#### Instruction:
Copy out every line below that contains the string "painting". Case counts.

#### Available records:

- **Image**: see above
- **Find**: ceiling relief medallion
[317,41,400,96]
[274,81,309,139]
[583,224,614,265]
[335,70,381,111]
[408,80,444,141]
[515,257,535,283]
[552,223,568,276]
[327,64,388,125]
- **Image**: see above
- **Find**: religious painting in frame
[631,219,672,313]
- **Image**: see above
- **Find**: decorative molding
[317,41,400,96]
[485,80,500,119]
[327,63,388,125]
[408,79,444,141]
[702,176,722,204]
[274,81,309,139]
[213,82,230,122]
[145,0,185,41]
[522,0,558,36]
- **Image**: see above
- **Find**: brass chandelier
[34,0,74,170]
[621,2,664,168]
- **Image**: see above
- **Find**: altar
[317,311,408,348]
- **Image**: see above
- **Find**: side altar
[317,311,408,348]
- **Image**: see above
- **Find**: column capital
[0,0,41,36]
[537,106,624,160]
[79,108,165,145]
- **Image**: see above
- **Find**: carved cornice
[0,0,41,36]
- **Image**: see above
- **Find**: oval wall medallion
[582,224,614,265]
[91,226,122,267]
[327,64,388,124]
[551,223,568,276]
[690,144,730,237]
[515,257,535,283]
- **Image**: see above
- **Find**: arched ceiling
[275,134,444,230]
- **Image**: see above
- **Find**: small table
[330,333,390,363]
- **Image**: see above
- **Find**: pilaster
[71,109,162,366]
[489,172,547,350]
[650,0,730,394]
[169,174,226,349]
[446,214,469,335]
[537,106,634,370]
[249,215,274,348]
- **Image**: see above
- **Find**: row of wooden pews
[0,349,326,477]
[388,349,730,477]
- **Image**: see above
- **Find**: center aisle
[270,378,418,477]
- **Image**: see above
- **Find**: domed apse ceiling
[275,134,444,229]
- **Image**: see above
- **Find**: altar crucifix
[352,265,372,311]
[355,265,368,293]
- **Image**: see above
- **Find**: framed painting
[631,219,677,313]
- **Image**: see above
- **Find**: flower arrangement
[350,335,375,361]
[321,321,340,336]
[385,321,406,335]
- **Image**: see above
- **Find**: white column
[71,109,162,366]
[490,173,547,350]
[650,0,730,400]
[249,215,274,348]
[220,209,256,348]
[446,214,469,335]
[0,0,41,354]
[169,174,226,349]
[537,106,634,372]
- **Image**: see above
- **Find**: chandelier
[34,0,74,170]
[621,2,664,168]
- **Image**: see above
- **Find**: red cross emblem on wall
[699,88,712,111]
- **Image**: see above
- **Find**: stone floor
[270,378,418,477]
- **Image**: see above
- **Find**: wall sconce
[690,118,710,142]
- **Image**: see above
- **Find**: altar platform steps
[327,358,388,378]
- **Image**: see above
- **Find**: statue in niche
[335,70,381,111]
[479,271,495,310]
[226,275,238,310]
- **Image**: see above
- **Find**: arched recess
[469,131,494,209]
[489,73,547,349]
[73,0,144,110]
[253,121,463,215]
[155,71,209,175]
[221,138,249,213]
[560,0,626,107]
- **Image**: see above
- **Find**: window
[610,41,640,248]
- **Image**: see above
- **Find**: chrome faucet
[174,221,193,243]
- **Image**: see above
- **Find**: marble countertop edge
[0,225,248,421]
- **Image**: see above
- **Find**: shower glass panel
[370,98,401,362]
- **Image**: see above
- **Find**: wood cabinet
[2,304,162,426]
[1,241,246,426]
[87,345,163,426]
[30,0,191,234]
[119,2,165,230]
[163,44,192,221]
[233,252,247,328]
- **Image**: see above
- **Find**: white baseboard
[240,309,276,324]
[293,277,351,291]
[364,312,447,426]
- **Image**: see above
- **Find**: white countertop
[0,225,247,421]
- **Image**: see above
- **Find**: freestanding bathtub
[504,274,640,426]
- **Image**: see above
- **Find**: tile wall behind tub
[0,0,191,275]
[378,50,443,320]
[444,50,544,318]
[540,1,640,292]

#### Correct response:
- **Find**: religious painting in frame
- **Find**: framed painting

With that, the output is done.